→ **WHAT IS ASKED**:
Put the items below into a JSON array of strings, with each line as its own string and any blank lines omitted.
━━━ RAW DATA ━━━
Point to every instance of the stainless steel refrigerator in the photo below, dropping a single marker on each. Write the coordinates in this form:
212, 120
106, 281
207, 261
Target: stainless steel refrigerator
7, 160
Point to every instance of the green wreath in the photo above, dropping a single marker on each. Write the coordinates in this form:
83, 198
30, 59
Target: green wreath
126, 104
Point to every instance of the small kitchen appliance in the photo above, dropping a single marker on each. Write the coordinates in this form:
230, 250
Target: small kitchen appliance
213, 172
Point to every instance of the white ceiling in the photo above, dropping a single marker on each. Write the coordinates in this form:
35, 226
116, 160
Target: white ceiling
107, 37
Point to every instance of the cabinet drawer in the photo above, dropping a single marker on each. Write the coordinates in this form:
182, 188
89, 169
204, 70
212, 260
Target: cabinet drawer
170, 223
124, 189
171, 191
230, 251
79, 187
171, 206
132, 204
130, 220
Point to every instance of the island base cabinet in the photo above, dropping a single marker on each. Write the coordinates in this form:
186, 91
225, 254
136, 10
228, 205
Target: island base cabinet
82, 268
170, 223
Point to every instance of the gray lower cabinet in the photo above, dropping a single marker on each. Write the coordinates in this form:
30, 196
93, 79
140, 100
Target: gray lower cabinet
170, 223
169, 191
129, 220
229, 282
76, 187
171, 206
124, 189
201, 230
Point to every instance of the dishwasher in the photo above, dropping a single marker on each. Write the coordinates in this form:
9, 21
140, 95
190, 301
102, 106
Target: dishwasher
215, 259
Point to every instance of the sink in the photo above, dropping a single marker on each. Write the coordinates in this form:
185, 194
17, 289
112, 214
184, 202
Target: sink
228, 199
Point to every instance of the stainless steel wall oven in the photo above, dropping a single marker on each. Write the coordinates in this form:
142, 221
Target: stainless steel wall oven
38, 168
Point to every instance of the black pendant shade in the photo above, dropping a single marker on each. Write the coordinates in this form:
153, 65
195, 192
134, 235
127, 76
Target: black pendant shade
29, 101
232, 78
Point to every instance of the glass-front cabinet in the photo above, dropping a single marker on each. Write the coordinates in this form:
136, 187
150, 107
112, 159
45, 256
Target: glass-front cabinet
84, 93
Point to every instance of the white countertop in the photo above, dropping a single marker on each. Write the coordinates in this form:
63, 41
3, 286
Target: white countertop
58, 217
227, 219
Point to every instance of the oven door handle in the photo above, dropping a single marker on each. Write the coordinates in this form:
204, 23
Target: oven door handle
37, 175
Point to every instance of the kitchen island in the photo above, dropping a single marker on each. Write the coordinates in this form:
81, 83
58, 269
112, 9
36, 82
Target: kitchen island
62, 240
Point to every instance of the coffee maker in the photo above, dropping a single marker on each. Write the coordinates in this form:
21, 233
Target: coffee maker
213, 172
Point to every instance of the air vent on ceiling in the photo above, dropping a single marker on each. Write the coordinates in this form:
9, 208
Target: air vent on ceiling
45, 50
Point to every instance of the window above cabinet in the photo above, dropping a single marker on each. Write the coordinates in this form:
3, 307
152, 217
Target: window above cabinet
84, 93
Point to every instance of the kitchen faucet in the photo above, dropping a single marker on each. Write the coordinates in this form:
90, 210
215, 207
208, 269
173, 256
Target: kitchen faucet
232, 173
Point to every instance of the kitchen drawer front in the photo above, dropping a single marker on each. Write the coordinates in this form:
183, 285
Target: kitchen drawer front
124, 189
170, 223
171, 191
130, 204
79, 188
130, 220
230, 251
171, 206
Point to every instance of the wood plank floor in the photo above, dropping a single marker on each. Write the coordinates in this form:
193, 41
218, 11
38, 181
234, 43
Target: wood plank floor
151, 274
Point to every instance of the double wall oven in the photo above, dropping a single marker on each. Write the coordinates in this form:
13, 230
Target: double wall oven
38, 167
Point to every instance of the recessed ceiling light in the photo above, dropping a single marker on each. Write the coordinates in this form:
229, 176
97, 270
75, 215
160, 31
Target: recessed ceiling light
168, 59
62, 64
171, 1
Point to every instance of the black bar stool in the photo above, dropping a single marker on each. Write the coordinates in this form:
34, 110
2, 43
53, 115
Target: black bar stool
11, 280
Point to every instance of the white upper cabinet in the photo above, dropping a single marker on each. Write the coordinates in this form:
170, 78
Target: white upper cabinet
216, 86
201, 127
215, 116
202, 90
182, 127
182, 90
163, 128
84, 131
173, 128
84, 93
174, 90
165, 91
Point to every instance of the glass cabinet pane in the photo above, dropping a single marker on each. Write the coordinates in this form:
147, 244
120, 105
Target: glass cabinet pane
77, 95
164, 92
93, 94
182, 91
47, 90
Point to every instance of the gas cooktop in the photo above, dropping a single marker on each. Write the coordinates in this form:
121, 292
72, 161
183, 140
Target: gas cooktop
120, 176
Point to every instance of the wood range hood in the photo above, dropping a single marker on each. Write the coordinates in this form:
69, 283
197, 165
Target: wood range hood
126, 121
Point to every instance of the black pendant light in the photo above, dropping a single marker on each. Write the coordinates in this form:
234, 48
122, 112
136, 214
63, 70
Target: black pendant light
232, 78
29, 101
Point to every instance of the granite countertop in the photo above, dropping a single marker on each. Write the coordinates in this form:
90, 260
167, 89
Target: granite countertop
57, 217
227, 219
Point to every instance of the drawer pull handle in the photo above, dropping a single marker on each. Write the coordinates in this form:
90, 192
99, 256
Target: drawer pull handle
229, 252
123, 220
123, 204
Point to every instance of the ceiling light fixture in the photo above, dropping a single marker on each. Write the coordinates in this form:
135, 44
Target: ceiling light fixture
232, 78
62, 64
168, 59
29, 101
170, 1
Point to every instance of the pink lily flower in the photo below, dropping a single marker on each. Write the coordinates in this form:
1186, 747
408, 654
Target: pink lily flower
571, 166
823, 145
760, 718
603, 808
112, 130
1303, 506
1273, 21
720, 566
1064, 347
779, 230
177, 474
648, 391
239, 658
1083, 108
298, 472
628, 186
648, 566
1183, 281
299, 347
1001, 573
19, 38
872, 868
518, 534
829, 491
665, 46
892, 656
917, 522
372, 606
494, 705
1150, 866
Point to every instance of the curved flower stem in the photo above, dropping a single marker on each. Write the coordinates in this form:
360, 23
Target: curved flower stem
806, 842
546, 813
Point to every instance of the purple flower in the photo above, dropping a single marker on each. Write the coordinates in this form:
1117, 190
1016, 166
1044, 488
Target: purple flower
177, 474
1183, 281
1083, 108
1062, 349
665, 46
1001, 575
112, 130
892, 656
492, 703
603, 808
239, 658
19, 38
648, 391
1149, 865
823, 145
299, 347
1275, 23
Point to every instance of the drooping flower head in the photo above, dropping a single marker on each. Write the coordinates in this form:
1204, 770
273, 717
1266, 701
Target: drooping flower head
━━━
→ **TASK SOLUTION**:
[
  "Point to every instance of the stainless steel refrigerator in the photo below, dropping a single marker on each. Write the coordinates in this form:",
  "212, 120",
  "106, 281",
  "207, 261",
  "Target: stainless steel refrigerator",
  "7, 160",
  "Point to every instance of the green wreath in the photo above, dropping a single marker on each. Write the coordinates in this form:",
  "83, 198",
  "30, 59",
  "Target: green wreath",
  "126, 104",
  "Point to every instance of the small kitchen appliance in the photo above, dropping a single marker on each. Write the coordinates in this form:",
  "230, 250",
  "Target: small kitchen appliance",
  "213, 172",
  "Point to every instance of the white ceiling in the photo above, dropping a single marker on each. Write the coordinates in this form:",
  "35, 226",
  "116, 160",
  "Target: white ceiling",
  "107, 37",
  "Point to every instance of the cabinet drawer in the photo above, dropping a single marker on each. Write the coordinates in this form:",
  "182, 188",
  "89, 169",
  "204, 70",
  "212, 260",
  "Target: cabinet drawer",
  "170, 223",
  "124, 189",
  "171, 191",
  "230, 251",
  "79, 187",
  "171, 206",
  "132, 204",
  "130, 220",
  "Point to every instance of the island base cabinet in the photo above, dropping a single marker on each. Write the coordinates in this form:",
  "186, 91",
  "225, 254",
  "136, 10",
  "228, 205",
  "Target: island base cabinet",
  "82, 268",
  "170, 223",
  "Point to every instance of the gray lower cabinet in the photo above, dropping a single marker on each. Write the coordinates in this form:",
  "30, 196",
  "93, 79",
  "140, 100",
  "Target: gray lower cabinet",
  "170, 223",
  "169, 191",
  "129, 220",
  "229, 282",
  "76, 187",
  "171, 206",
  "124, 189",
  "201, 230",
  "Point to every instance of the dishwasher in the photo above, dropping a single marker on each. Write the coordinates in this form:",
  "9, 21",
  "140, 95",
  "190, 301",
  "102, 106",
  "Target: dishwasher",
  "215, 259",
  "Point to every instance of the sink in the photo above, dropping a single marker on each. Write the coordinates in this form:",
  "185, 194",
  "17, 289",
  "112, 214",
  "184, 202",
  "Target: sink",
  "228, 199",
  "Point to every instance of the stainless steel wall oven in the photo above, dropping a single marker on each. Write the coordinates in this form:",
  "142, 221",
  "Target: stainless steel wall oven",
  "38, 168",
  "Point to every instance of the black pendant shade in the photo above, dropping a single marker on each. Write the coordinates in this form:",
  "153, 65",
  "195, 192",
  "134, 235",
  "127, 76",
  "Target: black pendant shade",
  "29, 101",
  "232, 78",
  "Point to every instance of the glass-front cabinet in the photo above, dropping a single marker on each. Write the coordinates in this form:",
  "136, 187",
  "150, 107",
  "112, 159",
  "45, 256",
  "Target: glass-front cabinet",
  "84, 93",
  "Point to every instance of the white countertop in the photo above, dropping a single marker on each. Write the coordinates in this form:",
  "63, 41",
  "3, 286",
  "Target: white countertop",
  "58, 217",
  "227, 219",
  "Point to every instance of the oven door handle in the photo above, dropping a single marker on each. Write the coordinates in this form:",
  "204, 23",
  "Target: oven door handle",
  "37, 175",
  "Point to every instance of the kitchen island in the photo above, dropping a single marker on each. Write the coordinates in this form:",
  "81, 83",
  "58, 269",
  "112, 9",
  "36, 82",
  "Target: kitchen island",
  "62, 240",
  "Point to every instance of the coffee maker in the photo above, dropping a single marker on each. Write the coordinates in this form:",
  "21, 233",
  "Target: coffee maker",
  "213, 172",
  "Point to every instance of the air vent on ceiling in the photo above, dropping a single marker on each. Write the coordinates in this form:",
  "9, 208",
  "Target: air vent on ceiling",
  "45, 50",
  "Point to every instance of the window above cabinet in the photo above, dropping a single marker on each. Write the coordinates in this form:",
  "3, 307",
  "152, 217",
  "Target: window above cabinet",
  "84, 93",
  "Point to every instance of the kitchen faucet in the photo above, dropping a single marker on each. Write the coordinates in this form:",
  "90, 210",
  "215, 207",
  "208, 269",
  "173, 256",
  "Target: kitchen faucet",
  "232, 173",
  "Point to every instance of the kitchen drawer front in the photo above, dropping a single marker on each. Write the coordinates in this form:",
  "183, 285",
  "Target: kitchen drawer front",
  "124, 189",
  "170, 223",
  "171, 191",
  "130, 204",
  "79, 188",
  "130, 220",
  "230, 251",
  "171, 206",
  "Point to every instance of the wood plank floor in the photo above, dropping a single marker on each. Write the coordinates in this form:",
  "193, 41",
  "218, 11",
  "38, 181",
  "234, 43",
  "Target: wood plank floor",
  "151, 274",
  "Point to every instance of the double wall oven in the photo above, dropping a single marker on each. Write the coordinates in this form:",
  "13, 230",
  "Target: double wall oven",
  "38, 167",
  "Point to every instance of the recessed ceiling light in the photo above, dropping a single marker on each. Write the coordinates in this form:",
  "229, 176",
  "97, 270",
  "75, 215",
  "160, 31",
  "Target: recessed ceiling light",
  "168, 59",
  "62, 64",
  "171, 1",
  "Point to every instance of the black bar stool in the photo above, dropping a single marker on each. Write the coordinates in this form:",
  "34, 110",
  "2, 43",
  "53, 115",
  "Target: black bar stool",
  "11, 280",
  "Point to every instance of the white upper cabinet in the photo above, dropping a single marker on each. Write the coordinates in this form:",
  "170, 78",
  "Target: white upper cabinet",
  "216, 86",
  "201, 127",
  "215, 116",
  "202, 90",
  "182, 127",
  "182, 90",
  "163, 128",
  "84, 131",
  "173, 128",
  "84, 93",
  "174, 90",
  "165, 91",
  "Point to every instance of the glass cabinet pane in the photo above, dropping a single marker on each. Write the coordinates in this form:",
  "147, 244",
  "120, 105",
  "Target: glass cabinet pane",
  "77, 95",
  "164, 92",
  "93, 94",
  "182, 91",
  "47, 90",
  "Point to every instance of the gas cooktop in the photo above, dropping a single marker on each. Write the coordinates in this form:",
  "121, 292",
  "72, 161",
  "183, 140",
  "Target: gas cooktop",
  "120, 176",
  "Point to every instance of the wood range hood in the photo above, dropping a single marker on each. Write the coordinates in this form:",
  "69, 283",
  "197, 165",
  "Target: wood range hood",
  "126, 121",
  "Point to every instance of the black pendant light in the photo above, dropping a single marker on each. Write the coordinates in this form:",
  "234, 48",
  "122, 112",
  "136, 214",
  "63, 70",
  "Target: black pendant light",
  "232, 78",
  "29, 101",
  "Point to every instance of the granite countertop in the photo above, dropping a single marker on each. Write the coordinates in this form:",
  "90, 260",
  "167, 89",
  "Target: granite countertop",
  "57, 217",
  "227, 219",
  "Point to every instance of the drawer pull handle in the photo above, dropping a single marker on each. Write the coordinates in this form:",
  "90, 192",
  "99, 256",
  "Target: drawer pull handle",
  "229, 252",
  "123, 220",
  "123, 204",
  "Point to every instance of the ceiling light fixture in the photo above, dropping a single marker on each. Write the coordinates in this form:",
  "135, 44",
  "Target: ceiling light fixture",
  "232, 78",
  "62, 64",
  "168, 59",
  "29, 101",
  "170, 1",
  "Point to every instance of the pink lily flower in the photo below, dropping a single marker on each. Write the coordinates in this form:",
  "1186, 747",
  "408, 654",
  "Target: pink lily flower",
  "571, 166",
  "823, 145",
  "760, 718",
  "603, 808",
  "112, 130",
  "1303, 506",
  "1273, 21",
  "720, 566",
  "1064, 347",
  "779, 230",
  "177, 474",
  "648, 391",
  "239, 658",
  "1083, 108",
  "298, 472",
  "628, 186",
  "648, 566",
  "1183, 281",
  "299, 347",
  "1001, 573",
  "19, 38",
  "872, 868",
  "518, 534",
  "829, 491",
  "665, 46",
  "892, 656",
  "917, 522",
  "372, 606",
  "494, 705",
  "1150, 866",
  "Point to every instance of the curved flower stem in the photo above, dropping a single marker on each. Write the coordinates in this form:",
  "360, 23",
  "Target: curved flower stem",
  "806, 842",
  "546, 813",
  "Point to every instance of the purple flower in the photo above, dropping a single marker on each. Write the coordinates in this form:",
  "1117, 190",
  "1016, 166",
  "1044, 488",
  "Target: purple flower",
  "177, 474",
  "1183, 281",
  "1083, 108",
  "1062, 349",
  "665, 46",
  "1001, 575",
  "112, 130",
  "892, 656",
  "492, 703",
  "603, 808",
  "239, 658",
  "19, 38",
  "648, 391",
  "1149, 865",
  "823, 145",
  "299, 347",
  "1275, 23",
  "Point to every instance of the drooping flower head in the photo above, dropping a single marker on each. Write the coordinates in this form:",
  "1204, 770",
  "273, 717",
  "1266, 701",
  "Target: drooping flower head"
]